Requirements: Please state the share of Americans that the commentary on Rick Santorum describes as single or from single-family homes.

Quoted text:
## begin
In their efforts to defeat President OBama and swing the vote back to their candidate of choice, Rick Santorum, they threw  up a smoke screen to win and control the elections in the swing States and called out the Evangelicals to assist, and it worked for them. The truth is they do not like Mitt Romney as they think that the Mormon Religion is a cult and not a member of Christianity. Personally, I believe he is every bit as destructive to our right to be free as all the other candidates, as he too claims to do away with contraception. It is banned already in the Mormon Church.

If we have ever been raised Christian then we all know that we are born with an automatic defense system to protect the Church. That is because we are brain washed into believing from almost “day one” that the Church has always been under attack since the day of Christ. We take a Sacrament to protect the Church in some cases, so we become defensive anytime we hear anyone speak against it, even when others know what is being said is nothing more than the simple truth. they have come to rely on that when shoving their candidate of choice onto the American voters.

This is true in most other religions as well. Christianity survived because of the women after Christ death and Resurrection and it was the women of the Church who gave alms to the poor and established much of what would draw Pagans to the Christian Church. that has been lost in the teachings of too many, today.

The need to control women and gays has never been greater than what it is today, across America,by the Conservatives to the point it has reached the point of a sick obsession. Rick Santorum would convince all Americans that the 40% of Americans who are single or from single family homes, are all nothing but losers, and therefore not worthy of the Constitutional rights of the perfect family that consist of both Mom and Dad in a home where the couple are married.

When a candidate like Rick Santorum is their candidate of choice in the year 2012, we can begin to worry until we realize that worry is not necessary when we realize that we are rational and aware. If he is President he has said he will ban the use of all contraception because the libertine movement of women and the use of contraception is just plain wrong. How he plans on doing that with the Supreme Court being the last law of the land, he does not say.

Rick Santorum has also said that gay sex is not same person sex but man on dog sex. He like Michelle Bachman, another Tea Party favorite, would point missiles towards Iran without the use of sanctions or diplomacy. He claims that President OBama is protecting Iran to attack Israel. Clearly this man does not plan to lead by putting the Equality of Americans, truth, or common sense, above his own bigoted views of hate. We are looking at a very disturbed mind indeed, and the people who would vote for such a person are equally disturbed, in my estimation.
## end
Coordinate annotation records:
## begin
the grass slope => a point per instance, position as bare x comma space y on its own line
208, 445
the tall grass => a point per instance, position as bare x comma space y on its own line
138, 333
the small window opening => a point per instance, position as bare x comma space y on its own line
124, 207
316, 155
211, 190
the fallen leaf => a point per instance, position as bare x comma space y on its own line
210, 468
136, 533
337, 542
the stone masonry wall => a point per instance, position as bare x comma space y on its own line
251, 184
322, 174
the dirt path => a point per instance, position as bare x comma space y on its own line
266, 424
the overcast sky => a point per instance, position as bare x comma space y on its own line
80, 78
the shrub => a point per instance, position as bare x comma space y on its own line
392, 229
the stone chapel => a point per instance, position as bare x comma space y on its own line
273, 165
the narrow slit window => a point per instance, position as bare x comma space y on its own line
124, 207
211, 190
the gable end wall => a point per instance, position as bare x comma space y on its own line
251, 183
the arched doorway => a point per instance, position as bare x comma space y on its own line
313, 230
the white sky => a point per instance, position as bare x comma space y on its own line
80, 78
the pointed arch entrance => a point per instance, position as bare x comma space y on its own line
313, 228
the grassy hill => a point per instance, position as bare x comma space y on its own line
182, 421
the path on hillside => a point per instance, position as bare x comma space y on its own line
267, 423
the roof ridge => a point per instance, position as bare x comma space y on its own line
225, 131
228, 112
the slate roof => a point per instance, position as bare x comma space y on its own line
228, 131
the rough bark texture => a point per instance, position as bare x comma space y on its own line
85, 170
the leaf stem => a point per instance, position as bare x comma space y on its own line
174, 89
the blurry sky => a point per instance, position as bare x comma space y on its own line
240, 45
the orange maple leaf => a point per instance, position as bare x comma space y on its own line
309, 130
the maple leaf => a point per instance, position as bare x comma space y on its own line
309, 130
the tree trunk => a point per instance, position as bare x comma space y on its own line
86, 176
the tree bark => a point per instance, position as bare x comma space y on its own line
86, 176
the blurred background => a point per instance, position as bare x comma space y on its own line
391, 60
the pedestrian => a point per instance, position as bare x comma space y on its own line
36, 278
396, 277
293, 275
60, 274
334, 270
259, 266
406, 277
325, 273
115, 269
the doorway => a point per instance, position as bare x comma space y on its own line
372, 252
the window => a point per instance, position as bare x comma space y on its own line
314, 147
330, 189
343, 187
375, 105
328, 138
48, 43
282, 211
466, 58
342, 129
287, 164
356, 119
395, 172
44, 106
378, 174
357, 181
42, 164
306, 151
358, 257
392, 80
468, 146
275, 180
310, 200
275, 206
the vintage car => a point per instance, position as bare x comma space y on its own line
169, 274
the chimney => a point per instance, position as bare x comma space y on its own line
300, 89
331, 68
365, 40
## end
Exercise solution: 40%